**The task:**
Reproduce each of the following entries exactly as it appears.

**Location identification entries:**
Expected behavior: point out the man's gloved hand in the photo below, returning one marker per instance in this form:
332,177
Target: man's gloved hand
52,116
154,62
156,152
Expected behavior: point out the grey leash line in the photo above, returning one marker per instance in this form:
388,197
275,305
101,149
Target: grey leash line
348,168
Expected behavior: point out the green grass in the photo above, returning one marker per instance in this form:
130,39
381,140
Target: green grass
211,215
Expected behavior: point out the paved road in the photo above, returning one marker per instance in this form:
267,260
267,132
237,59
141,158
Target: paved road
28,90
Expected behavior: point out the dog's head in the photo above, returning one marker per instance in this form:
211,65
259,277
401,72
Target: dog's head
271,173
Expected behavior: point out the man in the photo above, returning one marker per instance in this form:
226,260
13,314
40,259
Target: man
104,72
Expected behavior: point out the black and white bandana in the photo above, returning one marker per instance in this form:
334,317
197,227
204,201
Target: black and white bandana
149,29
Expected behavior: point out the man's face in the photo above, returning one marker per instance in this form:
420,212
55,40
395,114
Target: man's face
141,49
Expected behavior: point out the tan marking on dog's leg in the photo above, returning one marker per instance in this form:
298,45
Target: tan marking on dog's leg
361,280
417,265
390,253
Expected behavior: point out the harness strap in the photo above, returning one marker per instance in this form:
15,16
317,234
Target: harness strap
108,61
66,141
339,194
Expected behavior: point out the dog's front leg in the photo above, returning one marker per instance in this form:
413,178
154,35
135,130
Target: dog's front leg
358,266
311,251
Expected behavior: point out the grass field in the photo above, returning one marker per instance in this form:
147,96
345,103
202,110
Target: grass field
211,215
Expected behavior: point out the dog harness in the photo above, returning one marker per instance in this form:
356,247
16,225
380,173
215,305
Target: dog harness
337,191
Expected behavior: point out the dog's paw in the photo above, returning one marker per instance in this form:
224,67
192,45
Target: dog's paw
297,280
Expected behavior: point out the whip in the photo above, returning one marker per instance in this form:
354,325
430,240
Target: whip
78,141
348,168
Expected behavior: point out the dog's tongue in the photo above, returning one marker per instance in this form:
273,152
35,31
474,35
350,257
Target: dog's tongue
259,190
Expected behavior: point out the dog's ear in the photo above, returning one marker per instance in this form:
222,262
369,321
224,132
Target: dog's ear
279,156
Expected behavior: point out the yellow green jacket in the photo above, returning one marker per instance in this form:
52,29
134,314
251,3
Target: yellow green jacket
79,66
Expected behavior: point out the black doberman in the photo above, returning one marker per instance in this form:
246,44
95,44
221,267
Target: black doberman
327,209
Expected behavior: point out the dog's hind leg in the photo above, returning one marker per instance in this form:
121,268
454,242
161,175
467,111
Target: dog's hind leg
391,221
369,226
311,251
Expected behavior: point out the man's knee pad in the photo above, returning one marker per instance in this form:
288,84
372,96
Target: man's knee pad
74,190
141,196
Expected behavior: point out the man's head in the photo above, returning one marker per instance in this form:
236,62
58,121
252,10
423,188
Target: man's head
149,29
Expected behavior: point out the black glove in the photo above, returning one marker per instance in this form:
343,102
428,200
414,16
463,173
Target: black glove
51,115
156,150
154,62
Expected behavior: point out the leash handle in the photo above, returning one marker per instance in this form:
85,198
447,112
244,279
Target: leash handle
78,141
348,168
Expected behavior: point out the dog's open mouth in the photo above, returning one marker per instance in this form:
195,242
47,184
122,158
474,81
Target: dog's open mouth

**Answer to the exercise:**
Expected behavior: point out the man's gloved hand in the photo below, returning one marker per instance in this form:
332,177
Target: man's gloved hand
52,116
154,62
156,152
Expected behavior: point out the grey leash line in the photo above, returning one marker per instance in this form:
388,197
275,305
101,149
Target: grey leash line
348,168
Expected behavior: point out the green grass in the photo above, returning one marker per instance in this form:
130,39
381,140
Target: green grass
211,215
Expected behavior: point out the paved road in the photo above, returning one marker per instance in this form:
267,260
267,132
237,59
141,158
Target: paved road
28,90
Expected behavior: point out the dog's head in the photo above, returning one marker per instance in this form:
211,65
259,277
401,72
Target: dog's head
271,173
Expected behavior: point out the man in the photo above, returning one marker per instance in this form:
226,260
13,314
40,259
Target: man
104,72
Expected behavior: point out the black and white bandana in the photo above, returning one marker per instance in this form:
334,317
197,227
204,201
Target: black and white bandana
149,29
Expected behavior: point out the man's face in the photo above, returning one marker per instance in this form:
420,212
55,40
395,114
Target: man's face
141,49
Expected behavior: point out the tan marking on dog's leg in the photo above, returning one marker per instance in this form:
298,45
Target: tan marking on dog's leg
361,280
417,265
390,253
Expected behavior: point out the harness strap in the photo above, returning one marker per instance in this form:
15,16
317,234
Target: harness strap
108,61
66,141
339,194
Expected behavior: point out the dog's front leg in the photo above, returning one marker per instance in this form:
413,178
154,35
135,130
Target: dog's front leg
358,266
311,251
Expected behavior: point out the grass field in the photo above, returning one marker per instance in this form:
147,96
345,103
202,110
Target: grass field
211,215
Expected behavior: point out the dog harness in the photo above, returning one marker per instance in this form:
356,247
16,225
380,173
215,305
Target: dog harness
337,191
Expected behavior: point out the dog's paw in the photo above, returning one marker per instance in this form:
224,67
192,45
Target: dog's paw
297,280
Expected behavior: point out the whip in the photo above, returning one marker per instance in this form:
354,325
430,240
Target: whip
78,141
348,168
Expected behavior: point out the dog's tongue in the photo above, returning one marker per instance in this form:
273,152
35,31
474,35
350,257
Target: dog's tongue
259,190
Expected behavior: point out the dog's ear in the photo above, returning one marker per instance in this form:
222,262
369,321
224,132
Target: dog's ear
279,156
Expected behavior: point out the yellow green jacket in the photo above, returning one marker per instance in this form:
52,29
134,314
251,3
Target: yellow green jacket
79,66
Expected behavior: point out the black doberman in the photo above, returning one marker per instance in this form:
246,44
95,44
221,267
Target: black doberman
327,209
Expected behavior: point out the dog's hind leg in the photo above, returning one marker per instance in this form:
121,268
454,242
161,175
467,111
Target: dog's hind leg
391,221
369,226
311,251
Expected behavior: point out the man's knee pad in the photo above, returning one marker per instance in this form:
288,84
372,96
Target: man's knee pad
74,190
141,196
Expected behavior: point out the man's head in the photo above, returning one marker per instance in this form:
236,62
58,121
252,10
423,188
Target: man's head
149,29
Expected behavior: point out the black glove in the photo above, returning one marker per instance in this form:
343,102
428,200
414,16
463,173
Target: black glove
51,115
156,150
154,62
Expected behavior: point out the leash handle in the photo above, returning one marker per instance in this form:
85,198
447,112
244,279
Target: leash handle
78,141
348,168
Expected behavior: point out the dog's open mouth in the photo above, returning one marker per instance in this form:
195,242
47,184
122,158
474,81
Target: dog's open mouth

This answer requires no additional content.